- **Texto citado**:
════════

Pero aquello solo era el comienzo de un cúmulo de adversidades. “En aquel viaje las pasamos todas, en España se llegó a decir que el barco se había hundido, porque la travesía eran siete días y nosotros estuvimos navegando casi un mes (quince días según las fuentes oficiales). Pienso que quizá el capitán y la tripulación no estaban acostumbrados a manejar ese tipo de barco. Porque pararon en Tenerife a surtirse de combustible y de todo lo necesario para el viaje que realizábamos, entre pasajeros y tripulantes, unas mil doscientas personas. Pero parece que no cargaron suficiente agua y cuando llegó la hora de la salida el buque no había terminado de aprovisionarse, ya que tenía que salir al mediodía y salió a las 11 de la noche del 20 de mayo.”

════════

- **Listado de datos**:

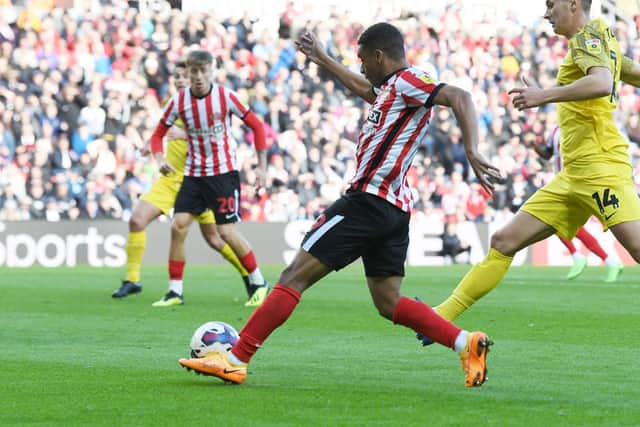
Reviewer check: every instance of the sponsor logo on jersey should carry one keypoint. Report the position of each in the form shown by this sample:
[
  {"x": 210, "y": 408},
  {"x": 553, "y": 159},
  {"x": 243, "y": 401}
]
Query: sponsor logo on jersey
[
  {"x": 374, "y": 117},
  {"x": 594, "y": 46}
]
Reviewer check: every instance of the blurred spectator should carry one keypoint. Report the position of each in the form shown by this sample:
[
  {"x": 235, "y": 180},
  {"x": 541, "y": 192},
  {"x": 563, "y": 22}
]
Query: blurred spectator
[{"x": 80, "y": 94}]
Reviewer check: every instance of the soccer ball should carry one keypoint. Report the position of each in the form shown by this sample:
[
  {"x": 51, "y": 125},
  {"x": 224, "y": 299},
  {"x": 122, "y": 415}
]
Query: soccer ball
[{"x": 213, "y": 336}]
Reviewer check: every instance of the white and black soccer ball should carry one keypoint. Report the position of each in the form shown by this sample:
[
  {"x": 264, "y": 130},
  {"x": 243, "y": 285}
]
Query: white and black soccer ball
[{"x": 213, "y": 336}]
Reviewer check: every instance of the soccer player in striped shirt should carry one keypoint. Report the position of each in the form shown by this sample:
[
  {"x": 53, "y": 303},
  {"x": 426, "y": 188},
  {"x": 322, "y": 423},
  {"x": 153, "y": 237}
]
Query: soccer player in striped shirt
[
  {"x": 160, "y": 200},
  {"x": 211, "y": 177},
  {"x": 371, "y": 221}
]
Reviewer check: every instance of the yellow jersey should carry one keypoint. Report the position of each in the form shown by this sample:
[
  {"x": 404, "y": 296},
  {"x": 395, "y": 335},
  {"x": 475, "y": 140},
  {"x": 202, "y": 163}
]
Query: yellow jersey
[
  {"x": 590, "y": 138},
  {"x": 176, "y": 154}
]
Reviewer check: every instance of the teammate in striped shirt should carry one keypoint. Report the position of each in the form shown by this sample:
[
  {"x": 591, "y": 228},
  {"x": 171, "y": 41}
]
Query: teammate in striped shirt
[
  {"x": 160, "y": 200},
  {"x": 211, "y": 177},
  {"x": 371, "y": 220},
  {"x": 614, "y": 267}
]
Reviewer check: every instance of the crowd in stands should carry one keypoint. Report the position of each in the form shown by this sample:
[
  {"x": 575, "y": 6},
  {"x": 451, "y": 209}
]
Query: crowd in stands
[{"x": 80, "y": 94}]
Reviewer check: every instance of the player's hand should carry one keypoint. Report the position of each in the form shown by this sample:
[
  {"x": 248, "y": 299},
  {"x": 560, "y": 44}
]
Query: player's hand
[
  {"x": 261, "y": 177},
  {"x": 486, "y": 173},
  {"x": 166, "y": 169},
  {"x": 175, "y": 132},
  {"x": 529, "y": 96},
  {"x": 309, "y": 44}
]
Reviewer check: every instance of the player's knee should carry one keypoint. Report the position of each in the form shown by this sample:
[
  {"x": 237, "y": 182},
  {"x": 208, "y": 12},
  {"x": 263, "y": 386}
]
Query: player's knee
[
  {"x": 214, "y": 240},
  {"x": 500, "y": 241},
  {"x": 137, "y": 223},
  {"x": 292, "y": 278},
  {"x": 225, "y": 232},
  {"x": 634, "y": 250},
  {"x": 178, "y": 229}
]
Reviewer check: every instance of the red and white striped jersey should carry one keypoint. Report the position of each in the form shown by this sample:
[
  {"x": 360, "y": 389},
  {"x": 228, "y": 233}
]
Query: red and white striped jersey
[
  {"x": 395, "y": 126},
  {"x": 554, "y": 144},
  {"x": 207, "y": 122}
]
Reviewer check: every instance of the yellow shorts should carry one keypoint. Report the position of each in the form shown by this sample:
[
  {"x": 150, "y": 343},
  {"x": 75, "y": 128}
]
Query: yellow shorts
[
  {"x": 163, "y": 194},
  {"x": 566, "y": 203}
]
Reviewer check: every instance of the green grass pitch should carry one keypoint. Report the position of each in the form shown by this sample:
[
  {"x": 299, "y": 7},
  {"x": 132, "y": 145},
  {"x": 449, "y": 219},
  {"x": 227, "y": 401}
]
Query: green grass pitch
[{"x": 566, "y": 353}]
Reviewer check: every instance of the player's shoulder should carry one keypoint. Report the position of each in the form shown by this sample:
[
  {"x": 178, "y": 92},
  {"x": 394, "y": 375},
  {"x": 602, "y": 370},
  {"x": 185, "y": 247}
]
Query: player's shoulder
[
  {"x": 592, "y": 36},
  {"x": 175, "y": 97},
  {"x": 416, "y": 77}
]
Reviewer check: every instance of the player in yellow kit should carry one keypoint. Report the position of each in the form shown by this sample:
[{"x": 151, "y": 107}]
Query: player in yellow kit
[
  {"x": 597, "y": 175},
  {"x": 160, "y": 200}
]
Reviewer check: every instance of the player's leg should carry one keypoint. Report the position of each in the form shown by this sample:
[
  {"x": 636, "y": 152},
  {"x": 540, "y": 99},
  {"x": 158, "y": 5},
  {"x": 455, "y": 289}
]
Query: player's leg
[
  {"x": 179, "y": 231},
  {"x": 384, "y": 260},
  {"x": 335, "y": 240},
  {"x": 627, "y": 234},
  {"x": 579, "y": 261},
  {"x": 258, "y": 286},
  {"x": 303, "y": 272},
  {"x": 472, "y": 347},
  {"x": 144, "y": 212},
  {"x": 223, "y": 198},
  {"x": 614, "y": 266},
  {"x": 523, "y": 230},
  {"x": 210, "y": 233},
  {"x": 551, "y": 209},
  {"x": 188, "y": 203}
]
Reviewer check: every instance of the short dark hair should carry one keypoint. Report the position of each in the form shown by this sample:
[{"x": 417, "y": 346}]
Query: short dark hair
[
  {"x": 199, "y": 57},
  {"x": 385, "y": 37}
]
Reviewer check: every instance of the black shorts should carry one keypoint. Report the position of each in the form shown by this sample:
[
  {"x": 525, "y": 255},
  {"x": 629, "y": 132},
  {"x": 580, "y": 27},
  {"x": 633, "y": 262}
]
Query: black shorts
[
  {"x": 361, "y": 225},
  {"x": 220, "y": 193}
]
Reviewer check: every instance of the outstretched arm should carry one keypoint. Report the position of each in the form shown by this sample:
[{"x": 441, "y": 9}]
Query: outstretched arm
[
  {"x": 630, "y": 72},
  {"x": 256, "y": 125},
  {"x": 597, "y": 83},
  {"x": 543, "y": 150},
  {"x": 157, "y": 149},
  {"x": 462, "y": 105},
  {"x": 311, "y": 46}
]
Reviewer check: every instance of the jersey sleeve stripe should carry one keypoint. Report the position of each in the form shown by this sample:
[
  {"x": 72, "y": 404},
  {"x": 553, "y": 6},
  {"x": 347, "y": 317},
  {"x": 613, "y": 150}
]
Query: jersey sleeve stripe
[{"x": 433, "y": 95}]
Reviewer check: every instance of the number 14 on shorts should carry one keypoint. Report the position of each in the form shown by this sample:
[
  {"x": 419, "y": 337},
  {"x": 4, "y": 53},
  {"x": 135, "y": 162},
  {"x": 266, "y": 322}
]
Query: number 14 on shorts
[{"x": 607, "y": 199}]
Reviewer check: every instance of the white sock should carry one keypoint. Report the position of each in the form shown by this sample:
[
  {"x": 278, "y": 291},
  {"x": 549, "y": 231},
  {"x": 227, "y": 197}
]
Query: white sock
[
  {"x": 175, "y": 286},
  {"x": 256, "y": 277},
  {"x": 611, "y": 261},
  {"x": 461, "y": 341},
  {"x": 234, "y": 360}
]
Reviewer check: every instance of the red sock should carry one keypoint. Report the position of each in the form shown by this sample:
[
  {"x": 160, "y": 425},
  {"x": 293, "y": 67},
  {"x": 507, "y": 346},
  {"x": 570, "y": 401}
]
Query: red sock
[
  {"x": 591, "y": 243},
  {"x": 568, "y": 244},
  {"x": 175, "y": 269},
  {"x": 249, "y": 262},
  {"x": 273, "y": 312},
  {"x": 421, "y": 318}
]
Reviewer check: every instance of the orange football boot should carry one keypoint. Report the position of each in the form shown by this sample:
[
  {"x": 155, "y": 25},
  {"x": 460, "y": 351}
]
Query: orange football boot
[
  {"x": 474, "y": 358},
  {"x": 218, "y": 365}
]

════════

- **Lista de tareas**:
1 - Enumere todas las duraciones de la travesía que se mencionan en el relato de la travesía.
2 - Según el relato de la travesía, ¿cuándo salió finalmente el buque?
3 - Prolongue el relato de la travesía a partir de su última frase.
El listado es un material independiente del relato de la travesía.

- **Respuestas de tareas**:
1 - Siete días; casi un mes; quince días (según las fuentes oficiales).

2 - A las 11 de la noche del 20 de mayo.

3 -
Los verdaderos problemas comenzarían cuando, a mitad de la travesía, se acabó el agua potable. “No se tomaron medidas y había gente que dejaba las llaves de los grifos abiertas. Ibas al baño y veías siempre un reguero de agua que se iba por el sumidero y no pusieron control a todo aquello y debieron entonces de llenar los tanques con agua salada, porque ibas a lavarte y salía agua salada, ibas a beber y lo mismo. Lo único que no estaba salado era el vino que le daban a uno con la comida. Afortunadamente, la mayoría de emigrantes que íbamos en el barco llevábamos maletas con comida, comida seca y también alguna bebida. Hasta mi madre me metió comida en la maleta. Nuestro grupo se metía en el camarote del amigo donde teníamos el equipaje y comíamos aquella comida y compartíamos las bebidas que cada uno llevaba: unos licores, otros vino, otros parra, pero comíamos y bebíamos controlando, porque no sabíamos lo que podía suceder en adelante.”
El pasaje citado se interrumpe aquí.